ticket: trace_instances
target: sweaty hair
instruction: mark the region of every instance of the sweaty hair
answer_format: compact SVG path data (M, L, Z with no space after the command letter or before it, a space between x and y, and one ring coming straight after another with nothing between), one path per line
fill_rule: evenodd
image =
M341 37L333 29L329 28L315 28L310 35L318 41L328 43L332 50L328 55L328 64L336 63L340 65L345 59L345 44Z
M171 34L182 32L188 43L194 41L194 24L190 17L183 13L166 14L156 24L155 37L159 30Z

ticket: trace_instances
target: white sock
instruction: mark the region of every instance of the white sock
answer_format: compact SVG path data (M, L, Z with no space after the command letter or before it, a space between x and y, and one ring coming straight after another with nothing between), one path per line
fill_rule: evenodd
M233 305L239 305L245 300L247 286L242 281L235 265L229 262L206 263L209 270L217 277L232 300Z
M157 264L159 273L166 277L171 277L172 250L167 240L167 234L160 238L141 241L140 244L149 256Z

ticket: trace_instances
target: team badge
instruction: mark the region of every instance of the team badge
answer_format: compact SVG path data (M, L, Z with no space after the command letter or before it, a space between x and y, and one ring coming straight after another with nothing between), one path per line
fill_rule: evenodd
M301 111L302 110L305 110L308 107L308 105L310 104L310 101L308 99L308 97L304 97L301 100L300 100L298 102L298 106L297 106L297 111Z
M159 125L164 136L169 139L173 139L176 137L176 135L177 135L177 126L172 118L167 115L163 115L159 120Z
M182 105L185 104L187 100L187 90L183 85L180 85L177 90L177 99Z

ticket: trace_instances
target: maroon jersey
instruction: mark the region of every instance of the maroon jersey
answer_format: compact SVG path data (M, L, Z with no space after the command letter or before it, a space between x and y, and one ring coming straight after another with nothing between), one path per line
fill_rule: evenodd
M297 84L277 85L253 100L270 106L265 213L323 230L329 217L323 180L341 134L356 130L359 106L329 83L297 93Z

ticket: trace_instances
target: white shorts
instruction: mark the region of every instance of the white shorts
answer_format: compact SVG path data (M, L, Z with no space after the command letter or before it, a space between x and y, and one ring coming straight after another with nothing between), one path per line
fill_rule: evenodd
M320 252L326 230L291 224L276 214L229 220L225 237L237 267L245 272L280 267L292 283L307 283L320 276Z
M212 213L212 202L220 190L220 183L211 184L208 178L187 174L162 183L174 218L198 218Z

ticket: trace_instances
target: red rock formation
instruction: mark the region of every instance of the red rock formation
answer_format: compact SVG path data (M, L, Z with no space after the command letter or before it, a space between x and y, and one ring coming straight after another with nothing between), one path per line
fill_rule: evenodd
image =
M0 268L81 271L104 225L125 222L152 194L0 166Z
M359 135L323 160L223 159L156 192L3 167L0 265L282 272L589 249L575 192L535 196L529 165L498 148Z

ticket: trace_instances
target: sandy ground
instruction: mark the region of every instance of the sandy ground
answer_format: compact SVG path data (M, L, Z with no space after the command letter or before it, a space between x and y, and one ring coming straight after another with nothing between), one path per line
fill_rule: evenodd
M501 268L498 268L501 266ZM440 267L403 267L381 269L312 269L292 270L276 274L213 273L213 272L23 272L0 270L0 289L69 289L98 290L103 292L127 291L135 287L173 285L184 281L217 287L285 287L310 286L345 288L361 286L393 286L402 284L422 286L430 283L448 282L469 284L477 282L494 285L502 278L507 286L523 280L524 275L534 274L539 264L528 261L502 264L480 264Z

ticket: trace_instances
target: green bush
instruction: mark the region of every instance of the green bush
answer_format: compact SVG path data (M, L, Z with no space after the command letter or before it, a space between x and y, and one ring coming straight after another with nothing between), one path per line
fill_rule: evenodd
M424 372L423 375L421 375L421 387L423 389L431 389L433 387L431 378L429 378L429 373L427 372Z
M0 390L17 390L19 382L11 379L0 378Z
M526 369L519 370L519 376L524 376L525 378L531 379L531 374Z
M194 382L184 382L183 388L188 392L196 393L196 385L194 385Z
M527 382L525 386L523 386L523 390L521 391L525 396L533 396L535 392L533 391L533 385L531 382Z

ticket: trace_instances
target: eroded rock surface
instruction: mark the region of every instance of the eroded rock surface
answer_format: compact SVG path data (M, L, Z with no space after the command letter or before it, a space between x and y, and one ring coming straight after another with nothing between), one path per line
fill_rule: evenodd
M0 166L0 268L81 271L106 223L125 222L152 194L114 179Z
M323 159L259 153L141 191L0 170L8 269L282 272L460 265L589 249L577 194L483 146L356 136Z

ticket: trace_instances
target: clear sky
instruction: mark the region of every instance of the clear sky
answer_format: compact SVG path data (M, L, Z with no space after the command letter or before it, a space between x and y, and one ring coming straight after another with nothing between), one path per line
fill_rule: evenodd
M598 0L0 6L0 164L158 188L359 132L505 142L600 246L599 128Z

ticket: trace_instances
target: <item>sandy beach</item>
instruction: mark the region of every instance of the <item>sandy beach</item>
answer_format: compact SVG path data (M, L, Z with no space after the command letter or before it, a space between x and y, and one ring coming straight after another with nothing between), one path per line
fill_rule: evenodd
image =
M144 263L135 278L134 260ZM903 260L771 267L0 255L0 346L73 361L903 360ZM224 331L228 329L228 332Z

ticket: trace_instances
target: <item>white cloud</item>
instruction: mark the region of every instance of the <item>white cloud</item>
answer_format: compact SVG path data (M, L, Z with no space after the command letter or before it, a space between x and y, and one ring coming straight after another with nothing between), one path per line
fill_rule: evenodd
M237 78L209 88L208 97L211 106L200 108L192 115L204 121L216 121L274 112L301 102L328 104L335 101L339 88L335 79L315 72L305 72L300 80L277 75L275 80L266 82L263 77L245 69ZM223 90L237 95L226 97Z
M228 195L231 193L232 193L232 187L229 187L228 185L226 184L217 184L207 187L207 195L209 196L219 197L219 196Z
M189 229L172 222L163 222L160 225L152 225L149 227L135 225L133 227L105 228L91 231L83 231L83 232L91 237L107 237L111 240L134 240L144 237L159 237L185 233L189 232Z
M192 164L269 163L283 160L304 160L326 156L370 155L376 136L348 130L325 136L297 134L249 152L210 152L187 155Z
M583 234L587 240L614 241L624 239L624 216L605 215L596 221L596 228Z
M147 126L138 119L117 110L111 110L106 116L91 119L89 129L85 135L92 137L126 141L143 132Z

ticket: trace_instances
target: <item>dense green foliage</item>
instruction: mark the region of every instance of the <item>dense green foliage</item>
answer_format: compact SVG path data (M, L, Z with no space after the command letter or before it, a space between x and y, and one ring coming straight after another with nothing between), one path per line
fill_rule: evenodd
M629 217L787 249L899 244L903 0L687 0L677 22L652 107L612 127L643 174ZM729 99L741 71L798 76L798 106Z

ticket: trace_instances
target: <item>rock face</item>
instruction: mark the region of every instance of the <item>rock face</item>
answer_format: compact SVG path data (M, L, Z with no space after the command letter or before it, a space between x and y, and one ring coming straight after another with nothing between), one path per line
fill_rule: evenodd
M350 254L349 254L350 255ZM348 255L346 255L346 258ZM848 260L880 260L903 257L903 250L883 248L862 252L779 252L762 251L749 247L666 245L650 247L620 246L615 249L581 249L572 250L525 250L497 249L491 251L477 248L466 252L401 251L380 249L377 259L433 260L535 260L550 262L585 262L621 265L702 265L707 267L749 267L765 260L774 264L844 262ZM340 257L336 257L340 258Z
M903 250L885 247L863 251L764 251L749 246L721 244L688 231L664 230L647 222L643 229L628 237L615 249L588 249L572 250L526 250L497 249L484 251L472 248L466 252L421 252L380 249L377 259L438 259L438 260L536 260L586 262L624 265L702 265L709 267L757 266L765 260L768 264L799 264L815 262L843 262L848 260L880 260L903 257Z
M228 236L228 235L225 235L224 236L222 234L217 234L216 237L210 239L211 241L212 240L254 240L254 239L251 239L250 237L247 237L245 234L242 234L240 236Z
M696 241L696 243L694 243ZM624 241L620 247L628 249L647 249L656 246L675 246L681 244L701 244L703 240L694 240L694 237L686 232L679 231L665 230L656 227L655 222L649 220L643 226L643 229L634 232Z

※ ※ ※

▸ Task to complete
Copy the entries word for word, from the start of the entries up to and including the line containing "M171 34L182 32L188".

▸ Final result
ticket: trace_instances
target: sweaty hair
instruction: mark the region of every instance of the sweaty hair
answer_format: compact SVG path data (M, L, Z with no space after the command letter or before it, a space between x and y, and one ring coming straight after another with nothing between), one path per line
fill_rule: evenodd
image =
M341 37L333 29L329 28L315 28L310 35L318 41L328 43L332 50L328 55L328 64L336 63L340 65L345 59L345 44Z
M171 34L182 32L188 43L194 41L194 24L190 17L183 13L166 14L156 24L155 37L159 30Z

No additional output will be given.